Гегель: Революционная загробная жизнь, часть II
Мы видели, что Гегель критиковал французских революционеров за возвышение значения разума в истории. Он также выдвинул поразительно консервативный тип политической мысли, особенно необычный, если рассматривать его рядом с прогрессивной философией истории, которую он считал ее надлежащей основой. Но Гегель определенно не был традиционным, старомодным консерватором, и менее всего он был таковым для своего времени. Фактически, он регулярно упрекал выдающихся консервативных прусских мыслителей начала XIX века за то, что они слепо, подобно немецким буркианам, доверяли историческим традициям и тем самым принижали творческий разум. И революционное отрицание истории ради разума, и исключительное преклонение консерваторов перед ее сокровищами в пренебрежении рациональной критикой упускали из виду то, что, по гегелевскому пониманию, история не противоречит разуму, а в конечном счете управляется рациональными предписаниями.
Атака Гегеля на прусский консерватизм
Исторический эмпиризм прусских консерваторов, таких как Ф. К. Савиньи был, по оценке Гегеля, таким же бестолковым, как и политизированный идеализм французских философов. Если у Гегеля были оговорки по поводу революционных движений, которые претендовали на трансцендентное моральное знание, оторванное от истории, но каким-то образом применимое к политической жизни, он в равной степени критиковал прусскую «историческую школу». Во главе с Савиньи это принципиально консервативное движение утверждало, что исторический опыт и эмоциональные инстинкты, заложенные в Духе народа, служат лучшими проводниками политического порядка, чем рационалистические шаблоны, разработанные прогрессивными теоретиками, а затем навязанные посредством реформ или революций просвещенные лидеры.

====================

ЗАДАНИЕ: Кто, согласно тексту о Гегеле, возглавлял прусскую «историческую школу»?

====================

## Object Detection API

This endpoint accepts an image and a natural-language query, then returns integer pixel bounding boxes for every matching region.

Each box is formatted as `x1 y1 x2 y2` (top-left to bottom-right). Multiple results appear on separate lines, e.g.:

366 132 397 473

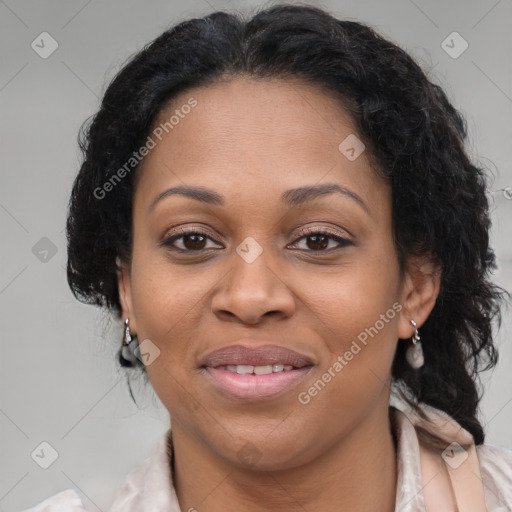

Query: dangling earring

====================

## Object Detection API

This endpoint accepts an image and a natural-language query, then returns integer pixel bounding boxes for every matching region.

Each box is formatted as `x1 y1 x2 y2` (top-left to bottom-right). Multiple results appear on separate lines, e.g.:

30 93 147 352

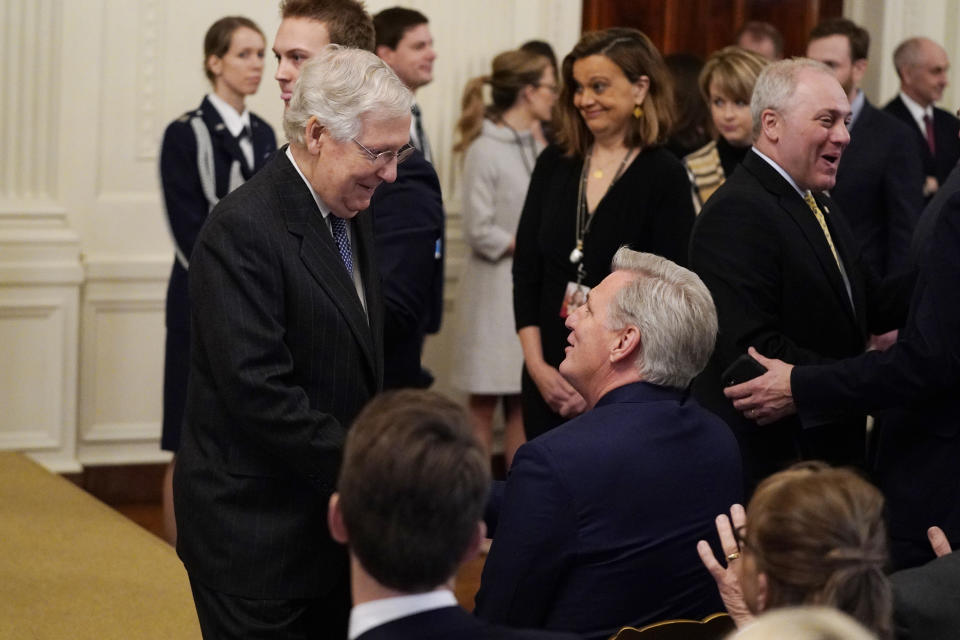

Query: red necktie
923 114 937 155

====================

ВЫПОЛНЕННОЕ ЗАДАНИЕ: Прусскую «историческую школу» возглавлял Ф. К. Савиньи.